THE PROBLEM >> The records below are to be restated word for word, with their images omitted.

DATA SHOWN >>
* * * * *

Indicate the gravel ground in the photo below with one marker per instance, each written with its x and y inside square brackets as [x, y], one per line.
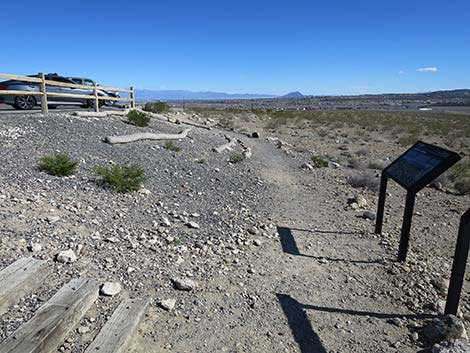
[283, 263]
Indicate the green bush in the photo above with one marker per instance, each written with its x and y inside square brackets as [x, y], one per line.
[138, 118]
[123, 177]
[156, 107]
[319, 162]
[236, 158]
[58, 164]
[170, 146]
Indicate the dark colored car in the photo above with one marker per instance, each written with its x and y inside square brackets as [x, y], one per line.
[89, 82]
[27, 102]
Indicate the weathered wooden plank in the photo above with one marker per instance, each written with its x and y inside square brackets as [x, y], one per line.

* * * * *

THE COMPLETED TASK >>
Indicate the gravel ground in the photo below with one marker per instance, each written with its x and y inside square brackets as [x, y], one per line.
[283, 263]
Indicate the green bush in the photo above with one marker per instance, each written with its x and y inside square brackets as [x, y], one per line.
[138, 118]
[123, 177]
[156, 107]
[319, 162]
[236, 158]
[58, 164]
[170, 146]
Indicate the dark colored car in the photo above with one marker per instance, each written with its x and y inside square brackets as [x, y], one per line.
[89, 82]
[27, 102]
Indicate the weathered wooden plank in the photo above with one marker per instance, each written with its x and y inside square brackets as [x, y], one per line.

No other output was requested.